==== READING TEXT

Extreme desperation and disillusionment always forms a fertile environment for the spread of evangelical religious movements, and the Ghost Dance promises of reuniting with dead loved ones, resurrection of the buffalo, and unity among Indians throughout the region now held special appeal to the Lakota. Pine Ridge Agency leaders Tasunka Kokipapi, Red Cloud, Little Wound, and American Horse sent a delegation to Nevada to learn more about the Ghost Dance movement, and the delegates brought the new religion to the Pine Ridge Agency in March 1890. Although many Oglala became fervent followers, Tasunka Kokipapi never embraced the religion. In fact, he actively opposed the Ghost Dance. Tensions rapidly built and fearful of an uprising, the government officials overreacted and sent troops to Pine Ridge. Perhaps sensing the unrest and wanting no part in it, during the latter months of 1890, Tasunka Kokipapi took his band and left the reservation on an extended hunt and planned visit to the Crows in Wyoming. As a result, he played no role during the killing of Sitting Bull, the brutal slaying of Spotted Elk's band at the Wounded Knee Massacre, or the subsequent departure of the Ghost Dancers to their stronghold in the Badlands.

General Nelson A. Miles sent for Tasunka Kokipapi to confer with those "hostile" Lakota camped in the Badlands to defuse the situation. Finished with his hunt, upon learning of the massacre of the Lakota and of General Miles' request, Tasunka Kokipapi agreed to postpone his visit and return to Pine Ridge. To expedite his return, Miles sent a cavalry escort to rush them back. Tasunka Kokipapi twice went to the hostile camp, and on 14 January 1891, he escorted Ghost Dance leaders Little Wound, Two Strike, Little Hawk, Crow Dog, and Kicking Bear to meet with General Miles, and tensions soon dissipated. Within 36 hours of his arrival, Tasunka Kokipapi had managed to defuse the conflict. As payback for his last diplomatic endeavor as a peacemaker for his people and mediator between the Lakota and General Miles, some of the former Ghost Dancers burned his house and stole some of his livestock.

On 7 January 1891, a young Sicangu Lakota, Plenty Horse, shot and killed Lt. Edward W. Casey while the officer scouted the "hostile" camp movements. A few days later, a group of South Dakota cowboys ambushed a small group of Tasunka Kokipapi's band led by Few Tails who had continued to hunt. The Oglala party consisted of Few Tails, five other men, two women, including Few Tails' wife, twelve ponies, and two wagons. They carried no guns. Early on the morning of January 11, the cowboys ambushed the Oglala. Few Tails fell dead immediately, and his wife was shot in the leg and chest. She crawled to the bushes to hide and later walked nearly one hundred miles back to the Pine Ridge Agency. After the effort he had made as peacemaker for the whites, the unprovoked murder of his kinsman initially infuriated Tasunka Kokipapi, who, upon learning of the slaughter, reportedly "... scowled, and for a few moments refused to be pacified ..." General Miles again requested Tasunka Kokipapi's help, this time to apprehend the murderers of Lt. Casey and the agency herder, Henry Miller, killed by Sicangu warrior Kills the Enemy, to have them as well as the cowboys who killed Few Tails tried in the courts. Tasunka Kokipapi refused, and replied to Miles:

No, I will not surrender them: but if you will bring the white men who killed Few Tails, I will bring the Indians who killed the white soldier and the herder; and right out here in front of your tepee I will have my young men shoot the Indians and you have your soldiers shoot the white men, and then we will be done with the whole business; They were all bad men.

========
==== ENTRIES PROVIDED

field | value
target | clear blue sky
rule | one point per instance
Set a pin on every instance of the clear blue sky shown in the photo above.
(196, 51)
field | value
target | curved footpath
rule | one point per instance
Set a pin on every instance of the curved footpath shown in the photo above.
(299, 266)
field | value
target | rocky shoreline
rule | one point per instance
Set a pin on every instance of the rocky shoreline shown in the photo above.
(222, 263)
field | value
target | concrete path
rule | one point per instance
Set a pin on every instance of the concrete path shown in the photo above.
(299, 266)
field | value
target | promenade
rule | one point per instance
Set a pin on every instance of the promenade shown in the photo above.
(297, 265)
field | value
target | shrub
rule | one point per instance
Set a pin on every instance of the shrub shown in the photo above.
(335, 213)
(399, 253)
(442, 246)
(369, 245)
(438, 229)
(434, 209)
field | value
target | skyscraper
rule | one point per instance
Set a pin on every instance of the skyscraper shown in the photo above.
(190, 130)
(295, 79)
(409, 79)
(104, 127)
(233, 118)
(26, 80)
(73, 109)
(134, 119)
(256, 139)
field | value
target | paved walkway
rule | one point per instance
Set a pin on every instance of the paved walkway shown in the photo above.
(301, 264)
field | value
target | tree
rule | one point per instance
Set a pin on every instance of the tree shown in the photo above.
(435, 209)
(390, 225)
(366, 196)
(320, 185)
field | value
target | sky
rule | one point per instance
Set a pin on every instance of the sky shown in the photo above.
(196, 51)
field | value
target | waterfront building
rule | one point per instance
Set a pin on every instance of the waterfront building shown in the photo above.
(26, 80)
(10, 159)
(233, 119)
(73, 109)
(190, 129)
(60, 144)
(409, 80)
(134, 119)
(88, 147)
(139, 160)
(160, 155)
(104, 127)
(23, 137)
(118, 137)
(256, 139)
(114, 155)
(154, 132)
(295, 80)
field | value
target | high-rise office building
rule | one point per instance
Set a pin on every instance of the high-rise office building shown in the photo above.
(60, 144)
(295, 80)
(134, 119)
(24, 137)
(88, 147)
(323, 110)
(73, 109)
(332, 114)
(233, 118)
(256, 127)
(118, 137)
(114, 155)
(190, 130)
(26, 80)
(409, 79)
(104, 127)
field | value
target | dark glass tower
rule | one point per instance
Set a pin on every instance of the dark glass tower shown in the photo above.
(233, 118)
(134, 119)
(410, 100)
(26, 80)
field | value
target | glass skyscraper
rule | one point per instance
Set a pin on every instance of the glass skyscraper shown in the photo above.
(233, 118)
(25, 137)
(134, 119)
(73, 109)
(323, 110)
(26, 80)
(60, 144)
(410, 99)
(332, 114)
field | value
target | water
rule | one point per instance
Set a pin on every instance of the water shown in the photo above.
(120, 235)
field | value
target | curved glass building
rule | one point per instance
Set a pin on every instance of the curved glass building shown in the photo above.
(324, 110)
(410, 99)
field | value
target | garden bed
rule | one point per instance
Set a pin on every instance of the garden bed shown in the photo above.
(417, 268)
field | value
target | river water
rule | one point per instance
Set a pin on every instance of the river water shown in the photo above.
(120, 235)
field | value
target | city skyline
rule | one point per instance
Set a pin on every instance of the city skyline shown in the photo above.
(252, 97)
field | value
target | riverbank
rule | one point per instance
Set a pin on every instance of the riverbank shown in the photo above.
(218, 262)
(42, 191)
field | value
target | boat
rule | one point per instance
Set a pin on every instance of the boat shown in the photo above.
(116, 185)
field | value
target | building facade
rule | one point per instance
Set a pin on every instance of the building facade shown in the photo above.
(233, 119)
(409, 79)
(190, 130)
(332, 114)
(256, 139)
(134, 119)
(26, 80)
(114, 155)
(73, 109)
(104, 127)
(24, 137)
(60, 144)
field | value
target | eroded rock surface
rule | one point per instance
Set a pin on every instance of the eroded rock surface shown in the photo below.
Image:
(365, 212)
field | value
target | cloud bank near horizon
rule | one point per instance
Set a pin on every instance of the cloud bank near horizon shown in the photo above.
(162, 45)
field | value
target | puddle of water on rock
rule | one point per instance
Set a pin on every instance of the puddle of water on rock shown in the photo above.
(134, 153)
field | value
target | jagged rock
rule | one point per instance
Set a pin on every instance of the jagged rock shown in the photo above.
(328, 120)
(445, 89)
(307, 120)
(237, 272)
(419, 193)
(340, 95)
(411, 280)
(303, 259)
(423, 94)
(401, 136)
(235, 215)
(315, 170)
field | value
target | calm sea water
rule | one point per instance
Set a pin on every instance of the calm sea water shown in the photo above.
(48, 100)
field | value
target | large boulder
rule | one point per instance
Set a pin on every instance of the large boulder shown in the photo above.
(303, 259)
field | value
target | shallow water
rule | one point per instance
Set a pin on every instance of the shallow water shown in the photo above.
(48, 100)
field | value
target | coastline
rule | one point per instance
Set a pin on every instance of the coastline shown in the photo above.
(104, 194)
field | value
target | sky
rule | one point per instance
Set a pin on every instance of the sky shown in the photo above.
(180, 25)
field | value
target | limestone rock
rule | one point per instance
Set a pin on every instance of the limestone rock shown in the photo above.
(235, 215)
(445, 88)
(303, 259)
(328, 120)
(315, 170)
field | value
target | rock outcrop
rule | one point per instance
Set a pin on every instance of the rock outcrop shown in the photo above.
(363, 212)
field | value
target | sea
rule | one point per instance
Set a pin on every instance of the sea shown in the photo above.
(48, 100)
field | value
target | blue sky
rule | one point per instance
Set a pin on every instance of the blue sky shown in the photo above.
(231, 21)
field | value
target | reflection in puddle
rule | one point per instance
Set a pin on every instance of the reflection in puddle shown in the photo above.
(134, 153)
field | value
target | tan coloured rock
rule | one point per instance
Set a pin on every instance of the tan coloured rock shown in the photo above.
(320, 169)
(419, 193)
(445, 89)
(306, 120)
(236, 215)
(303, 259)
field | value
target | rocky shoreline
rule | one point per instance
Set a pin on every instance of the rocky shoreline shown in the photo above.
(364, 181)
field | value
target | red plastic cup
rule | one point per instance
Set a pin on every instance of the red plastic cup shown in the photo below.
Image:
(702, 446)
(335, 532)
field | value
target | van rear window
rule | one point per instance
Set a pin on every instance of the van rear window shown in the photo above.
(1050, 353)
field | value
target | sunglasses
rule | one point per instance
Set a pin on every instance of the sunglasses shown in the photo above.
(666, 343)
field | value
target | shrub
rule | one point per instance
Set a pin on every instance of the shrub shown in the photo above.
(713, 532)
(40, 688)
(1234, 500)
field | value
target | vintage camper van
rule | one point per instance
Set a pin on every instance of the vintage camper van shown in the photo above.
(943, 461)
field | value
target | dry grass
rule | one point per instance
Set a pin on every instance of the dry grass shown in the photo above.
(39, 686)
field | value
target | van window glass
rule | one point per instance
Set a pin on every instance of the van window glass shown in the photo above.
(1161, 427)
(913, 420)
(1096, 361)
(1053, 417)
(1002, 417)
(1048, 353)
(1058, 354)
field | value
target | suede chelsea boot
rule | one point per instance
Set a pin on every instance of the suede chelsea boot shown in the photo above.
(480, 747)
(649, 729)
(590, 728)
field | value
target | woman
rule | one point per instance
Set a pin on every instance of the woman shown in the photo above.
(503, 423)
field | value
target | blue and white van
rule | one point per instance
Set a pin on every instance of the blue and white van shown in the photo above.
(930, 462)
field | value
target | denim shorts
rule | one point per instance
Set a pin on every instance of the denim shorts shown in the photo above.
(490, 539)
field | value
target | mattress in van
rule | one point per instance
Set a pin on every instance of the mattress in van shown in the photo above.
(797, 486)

========

ASSIGNED TASK 1:
In the passage on Tasunka Kokipapi, when did the delegates bring the Ghost Dance religion to the Pine Ridge Agency?
ASSIGNED TASK 2:
Name every Ghost Dance leader whom Tasunka Kokipapi escorted to meet General Miles on 14 January 1891, according to the passage on Tasunka Kokipapi.

TASK RESPONSE 1:
March 1890

TASK RESPONSE 2:
Little Wound, Two Strike, Little Hawk, Crow Dog, Kicking Bear